_Reading text_.
Tuesday, January 24, 2012

Art about Leaping

January has been a bit trying for me. I took time off to go home for the holidays, which was lovely, but I found it hard to get back into the swing of things when I got back. I've felt a bit wander-y and lost, lacking focus and not sure why.

I moved to Los Angeles four and a half years ago. My body rebelled, the relationship I was in ran it's course and ended, and I feel like a completely different person now. I marvel at how much I've grown, and how much every encounter and experience I've had has contributed not only to the dream I'm pursuing, but the dream I am living.

I quit a safe survival office job six months ago. I got my W-2 from said job last week, and had to firmly stop myself from looking at that number and starting a downward spiral of questioning that decision. (Again.) It was the right decision, I know it is, and I am very happy, but the last six months have been an act of piecing together paychecks, both acting and thrival, and it has been hard.

Bonnie Gillespie always writes amazing columns over at the Actor's Voice, but this week's struck me at the perfect time. I read it yesterday, misty-eyed as the rain cleared, and knew that I was waking up to propel myself back out of my Januarial funk. Please give it a read, it's called Pick Your Hard.

And then a beautiful friend, one of the many I've found here in LA, posted this poem on my wall:

Revelation Must Be Terrible

Revelation must be
   terrible with no time left
to say goodbye.
Imagine that moment
   staring at the still waters
with only the brief tremor
of your body to say
   you are leaving everything
and everyone you know behind.
Being far from home is hard, but you know,
   at least we are exiled together.
When you open your eyes to the world
you are on your own for
   the first time. No one is
even interested in saving you now
and the world steps in
   to test the calm fluidity of your body
from moment to moment
as if it believed you could join
   its vibrant dance
of fire and calmness and final stillness.
As if you were meant to be exactly
   where you are, as if
like the dark branch of a desert river
you could flow on without a speck
   of guilt and everything
everywhere would still be just as it should be.
As if your place in the world mattered
   and the world could
neither speak nor hear the fullness of
its own bitter and beautiful cry
   without the deep well
of your body resonating in the echo.
Knowing that it takes only
   that one, terrible
word to make the circle complete,
revelation must be terrible
   knowing you can
never hide your voice again.

  -- David Whyte
      from Fire in the Earth
      ©1992 Many Rivers Press

Dream. Leap. Choose. Discover. Choose again. Leap again. Dream. Don't give up. Pick your hard.

It will be hard. But it will be glorious.

1 comment:

  1. I've truly found that in the past 1.5yrs of blogging how many paralleled experiences actors share. I read this entry (which is my first time reading your blog) and thought, geez this chick is literally living my life almost down to the month,lol.. Anyway, thanks 4 sharing.. blogging is therapy and I'm happy to be apart of your journey, wishing u nothing but miracles, blessings and success.

_Extracted material_.
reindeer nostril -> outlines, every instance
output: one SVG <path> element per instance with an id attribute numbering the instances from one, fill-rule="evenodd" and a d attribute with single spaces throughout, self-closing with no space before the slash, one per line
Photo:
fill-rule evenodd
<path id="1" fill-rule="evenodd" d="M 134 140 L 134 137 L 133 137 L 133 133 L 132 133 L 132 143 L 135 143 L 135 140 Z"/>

_Task objective_.
For each statement, say yes or no to whether it agrees with the blog post, and quote the exact words from the post that decide it.
1. The writer moved to Los Angeles four and a half years ago.
2. The writer quit an office job a year ago.
3. The writer read the Pick Your Hard column last week.
The data come from a different source than the blog post.

_Your response_.
1. Yes: "I moved to Los Angeles four and a half years ago."
2. No: "I quit a safe survival office job six months ago."
3. No: "I read it yesterday"